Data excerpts
↓

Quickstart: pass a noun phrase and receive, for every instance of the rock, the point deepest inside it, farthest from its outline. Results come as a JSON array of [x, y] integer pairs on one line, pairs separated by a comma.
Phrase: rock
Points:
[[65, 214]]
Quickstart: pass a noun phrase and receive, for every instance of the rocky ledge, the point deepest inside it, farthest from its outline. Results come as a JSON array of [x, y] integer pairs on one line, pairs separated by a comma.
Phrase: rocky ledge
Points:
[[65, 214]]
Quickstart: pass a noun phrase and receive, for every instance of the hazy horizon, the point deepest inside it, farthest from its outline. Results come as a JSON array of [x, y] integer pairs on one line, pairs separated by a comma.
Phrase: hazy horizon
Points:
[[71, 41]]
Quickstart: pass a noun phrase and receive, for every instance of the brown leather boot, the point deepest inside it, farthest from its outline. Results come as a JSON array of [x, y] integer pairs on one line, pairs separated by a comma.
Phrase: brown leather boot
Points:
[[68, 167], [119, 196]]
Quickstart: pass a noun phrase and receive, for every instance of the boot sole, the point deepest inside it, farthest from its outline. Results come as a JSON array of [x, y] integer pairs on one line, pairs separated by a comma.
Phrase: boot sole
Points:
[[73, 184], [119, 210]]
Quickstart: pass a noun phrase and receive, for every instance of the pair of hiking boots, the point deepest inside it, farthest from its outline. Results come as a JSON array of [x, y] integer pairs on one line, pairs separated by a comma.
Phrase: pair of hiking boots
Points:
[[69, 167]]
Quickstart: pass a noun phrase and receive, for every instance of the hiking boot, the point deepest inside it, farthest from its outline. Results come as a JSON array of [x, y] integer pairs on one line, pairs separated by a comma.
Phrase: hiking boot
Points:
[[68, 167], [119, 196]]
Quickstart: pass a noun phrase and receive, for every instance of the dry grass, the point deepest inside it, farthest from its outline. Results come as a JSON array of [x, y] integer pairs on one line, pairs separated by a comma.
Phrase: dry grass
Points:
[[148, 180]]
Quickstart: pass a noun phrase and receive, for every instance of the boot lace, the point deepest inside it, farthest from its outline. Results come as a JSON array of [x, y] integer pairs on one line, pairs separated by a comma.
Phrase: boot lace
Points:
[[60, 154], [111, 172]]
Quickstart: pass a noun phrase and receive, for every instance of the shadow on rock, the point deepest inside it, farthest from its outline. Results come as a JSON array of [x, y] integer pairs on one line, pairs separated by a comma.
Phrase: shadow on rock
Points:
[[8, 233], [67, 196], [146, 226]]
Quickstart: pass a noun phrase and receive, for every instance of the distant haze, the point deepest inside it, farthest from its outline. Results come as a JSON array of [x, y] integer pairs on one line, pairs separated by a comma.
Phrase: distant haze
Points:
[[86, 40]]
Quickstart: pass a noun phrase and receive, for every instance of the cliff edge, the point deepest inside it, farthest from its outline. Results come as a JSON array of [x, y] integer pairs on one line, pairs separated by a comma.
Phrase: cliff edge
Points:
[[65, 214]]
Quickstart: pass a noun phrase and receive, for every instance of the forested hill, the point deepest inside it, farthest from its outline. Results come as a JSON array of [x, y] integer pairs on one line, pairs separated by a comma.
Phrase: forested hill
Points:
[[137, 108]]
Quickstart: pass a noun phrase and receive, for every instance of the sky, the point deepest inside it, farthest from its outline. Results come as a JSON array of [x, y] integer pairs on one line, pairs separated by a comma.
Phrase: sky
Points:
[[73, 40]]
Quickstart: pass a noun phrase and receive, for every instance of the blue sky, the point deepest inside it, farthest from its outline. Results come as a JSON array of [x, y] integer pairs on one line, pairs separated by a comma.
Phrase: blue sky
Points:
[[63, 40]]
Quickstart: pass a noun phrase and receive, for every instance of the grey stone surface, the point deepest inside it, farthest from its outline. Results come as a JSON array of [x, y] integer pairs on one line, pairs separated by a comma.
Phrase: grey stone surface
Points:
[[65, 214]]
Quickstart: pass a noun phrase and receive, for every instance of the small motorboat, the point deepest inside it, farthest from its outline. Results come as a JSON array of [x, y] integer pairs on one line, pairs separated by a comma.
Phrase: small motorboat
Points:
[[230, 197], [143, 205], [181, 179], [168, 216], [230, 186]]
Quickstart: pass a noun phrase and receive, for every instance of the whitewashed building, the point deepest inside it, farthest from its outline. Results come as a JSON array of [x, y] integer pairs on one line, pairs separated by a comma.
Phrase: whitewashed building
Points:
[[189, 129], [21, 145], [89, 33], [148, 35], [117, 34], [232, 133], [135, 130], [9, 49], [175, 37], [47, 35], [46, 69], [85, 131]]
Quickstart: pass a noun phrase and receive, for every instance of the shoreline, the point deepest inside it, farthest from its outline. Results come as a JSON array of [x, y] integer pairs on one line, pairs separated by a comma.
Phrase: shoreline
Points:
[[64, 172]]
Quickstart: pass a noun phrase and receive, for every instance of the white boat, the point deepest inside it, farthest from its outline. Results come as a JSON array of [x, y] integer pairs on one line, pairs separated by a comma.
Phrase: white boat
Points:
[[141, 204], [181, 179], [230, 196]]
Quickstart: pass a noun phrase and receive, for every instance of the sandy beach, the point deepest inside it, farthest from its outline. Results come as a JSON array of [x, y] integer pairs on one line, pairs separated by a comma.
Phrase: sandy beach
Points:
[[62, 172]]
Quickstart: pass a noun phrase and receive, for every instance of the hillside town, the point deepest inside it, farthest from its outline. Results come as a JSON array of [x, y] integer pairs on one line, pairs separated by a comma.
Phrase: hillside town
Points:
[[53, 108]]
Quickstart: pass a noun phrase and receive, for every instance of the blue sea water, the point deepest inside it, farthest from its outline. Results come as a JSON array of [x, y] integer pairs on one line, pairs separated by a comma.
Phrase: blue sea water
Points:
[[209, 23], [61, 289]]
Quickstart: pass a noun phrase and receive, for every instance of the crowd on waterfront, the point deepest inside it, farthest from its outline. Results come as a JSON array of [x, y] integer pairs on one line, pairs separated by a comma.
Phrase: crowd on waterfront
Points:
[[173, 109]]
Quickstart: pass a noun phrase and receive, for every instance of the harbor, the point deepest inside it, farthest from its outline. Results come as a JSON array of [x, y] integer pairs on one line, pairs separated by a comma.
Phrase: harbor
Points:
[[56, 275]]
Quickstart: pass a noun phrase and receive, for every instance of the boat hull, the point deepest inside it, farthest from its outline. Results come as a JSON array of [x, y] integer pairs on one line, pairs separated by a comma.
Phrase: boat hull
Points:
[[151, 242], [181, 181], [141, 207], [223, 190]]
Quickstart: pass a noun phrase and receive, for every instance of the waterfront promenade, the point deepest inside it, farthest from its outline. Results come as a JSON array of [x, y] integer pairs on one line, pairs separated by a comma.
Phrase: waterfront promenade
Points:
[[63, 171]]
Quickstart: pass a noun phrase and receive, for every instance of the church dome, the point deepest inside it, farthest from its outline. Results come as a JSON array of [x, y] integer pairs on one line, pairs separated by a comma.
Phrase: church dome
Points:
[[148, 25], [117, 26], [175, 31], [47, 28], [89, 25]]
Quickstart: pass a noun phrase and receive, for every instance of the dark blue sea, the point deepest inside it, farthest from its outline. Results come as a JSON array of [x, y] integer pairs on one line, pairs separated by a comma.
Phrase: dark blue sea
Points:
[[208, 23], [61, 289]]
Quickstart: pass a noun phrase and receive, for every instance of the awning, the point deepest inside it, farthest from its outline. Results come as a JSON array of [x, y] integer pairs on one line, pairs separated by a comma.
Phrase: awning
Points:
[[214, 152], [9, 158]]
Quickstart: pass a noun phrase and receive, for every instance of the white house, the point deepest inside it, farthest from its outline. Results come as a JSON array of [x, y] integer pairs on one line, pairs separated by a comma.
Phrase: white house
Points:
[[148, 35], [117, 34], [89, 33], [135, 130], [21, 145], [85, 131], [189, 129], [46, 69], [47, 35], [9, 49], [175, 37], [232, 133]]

↑

### [Exercise instructions]
All that is needed is a number: how many lines in the data above contain the string "shadow".

### [Answer for this exercise]
2